▶ [抜粋]
═══
2024.09.18
手仕事、という言葉に惹かれます。
人間が手指を使って道具を生みだすこと。
そこには人が時間を使い、労力を使うという「スキップ」できない工程が必ず生まれます。
AIや工業が人の脳みそや手の代わりをいくらでも担える時代。
そんな中で人が手をかけ、時間をかけ、手間をかけるということの価値は、これからもさらに高まっていくことと思います。
ライブラリーに置いてある本の中でも、とりわけ好きな一冊。
三谷龍二さん「遠くの町と手としごと」
木工デザイナーでもある三谷さんがゆかりの地、福井、京都、松本を巡り、生活工芸品という道具、そしてその作り手の職人さんたちのお話を綴られています。
京都編では開花堂の茶筒、鍛金工房WESTSIDE33の行平鍋、ザ・ライティングショップの活版印刷カード…など、生活工芸品と職人さんやお店が紹介されています。
(初版が2009年の本なので、移転されたお店や休業中のお店もいくつか)
三谷さんと職人さんとのお話を読んでみると、手に取りたい、見てみたい!という欲がむくむくと。
コーヒーを飲みに喫茶店へ、でも目的は作品鑑賞というお散歩へ出かけました。
先日の糺の森の帰り道、遠回りをして百万遍へ。
90年も前からこの場所で京大生の勉学を支えてきた喫茶店。
進々堂京大北門前。
ここで拝見できるのは、後に人間国宝になった木工家/漆芸家の黒田辰秋さんが若かりし頃に制作された、楢の大テーブル。
もともとは拭き漆で仕上げられたこのテーブル、90年を経てたくさんの人に触れられ、今では木目も露わに素地を感じる佇まいに。
作品の完成度もさることながら、年月を重ね、人が使うことでさらに磨きをかけてきた美しさ。
═══
データソースからの項目
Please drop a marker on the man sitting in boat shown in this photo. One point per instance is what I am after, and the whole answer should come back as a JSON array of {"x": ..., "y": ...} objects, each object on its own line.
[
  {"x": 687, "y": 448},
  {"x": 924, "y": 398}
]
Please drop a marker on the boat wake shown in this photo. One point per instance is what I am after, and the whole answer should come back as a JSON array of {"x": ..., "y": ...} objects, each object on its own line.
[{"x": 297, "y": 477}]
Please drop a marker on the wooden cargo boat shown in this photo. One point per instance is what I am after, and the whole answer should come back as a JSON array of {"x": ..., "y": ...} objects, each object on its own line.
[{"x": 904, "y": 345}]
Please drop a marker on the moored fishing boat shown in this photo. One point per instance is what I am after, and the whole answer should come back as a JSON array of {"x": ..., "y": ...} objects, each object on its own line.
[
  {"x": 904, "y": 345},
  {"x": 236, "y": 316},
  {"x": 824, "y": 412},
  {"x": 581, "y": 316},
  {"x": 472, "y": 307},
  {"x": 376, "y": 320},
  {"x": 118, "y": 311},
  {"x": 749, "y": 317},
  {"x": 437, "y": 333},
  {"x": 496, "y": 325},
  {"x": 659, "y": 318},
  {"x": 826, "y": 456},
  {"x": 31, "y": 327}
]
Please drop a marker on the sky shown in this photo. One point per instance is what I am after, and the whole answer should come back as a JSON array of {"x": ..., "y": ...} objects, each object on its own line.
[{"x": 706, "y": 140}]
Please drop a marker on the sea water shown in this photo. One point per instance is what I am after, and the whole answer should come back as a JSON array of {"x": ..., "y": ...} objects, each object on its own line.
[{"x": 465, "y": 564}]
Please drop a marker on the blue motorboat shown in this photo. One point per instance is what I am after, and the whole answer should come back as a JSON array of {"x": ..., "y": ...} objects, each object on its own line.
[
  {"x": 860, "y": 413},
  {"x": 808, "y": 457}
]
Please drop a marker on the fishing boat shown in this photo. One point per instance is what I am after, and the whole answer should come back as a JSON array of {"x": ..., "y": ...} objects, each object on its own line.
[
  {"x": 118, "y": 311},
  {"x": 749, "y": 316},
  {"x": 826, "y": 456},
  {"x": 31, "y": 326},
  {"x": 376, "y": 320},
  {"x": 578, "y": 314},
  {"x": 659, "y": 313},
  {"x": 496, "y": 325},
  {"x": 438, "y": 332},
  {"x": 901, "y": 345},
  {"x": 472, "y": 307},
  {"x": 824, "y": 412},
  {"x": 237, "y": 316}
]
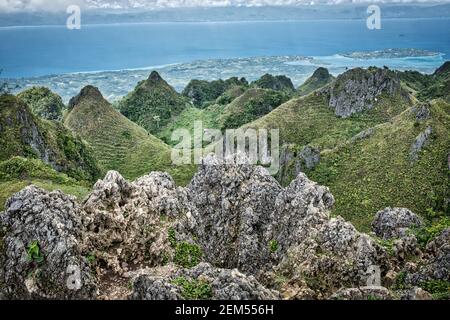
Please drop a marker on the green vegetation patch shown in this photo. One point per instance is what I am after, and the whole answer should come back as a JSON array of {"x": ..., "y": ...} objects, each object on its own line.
[
  {"x": 187, "y": 255},
  {"x": 193, "y": 289}
]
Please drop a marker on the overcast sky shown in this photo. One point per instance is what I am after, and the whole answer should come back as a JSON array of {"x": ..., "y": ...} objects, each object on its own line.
[{"x": 57, "y": 5}]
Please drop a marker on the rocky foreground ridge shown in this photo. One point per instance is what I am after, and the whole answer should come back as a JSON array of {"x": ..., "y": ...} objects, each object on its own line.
[{"x": 232, "y": 233}]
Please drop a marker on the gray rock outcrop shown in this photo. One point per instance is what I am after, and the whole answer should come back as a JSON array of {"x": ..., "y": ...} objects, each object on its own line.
[
  {"x": 359, "y": 89},
  {"x": 41, "y": 255},
  {"x": 221, "y": 284}
]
═══
▶ [課題一覧]
a – 抜粋によると、進々堂京大北門前にある楢の大テーブルを若い頃に制作したのは誰ですか。
b – 抜粋で、三谷さんが巡ったゆかりの地として挙げられている地名をすべて書き出してください。
この資料は抜粋の内容とは関係がありません。

▶ [課題の解答]
a – 後に人間国宝になった木工家/漆芸家の黒田辰秋さんです。

b – 福井、京都、松本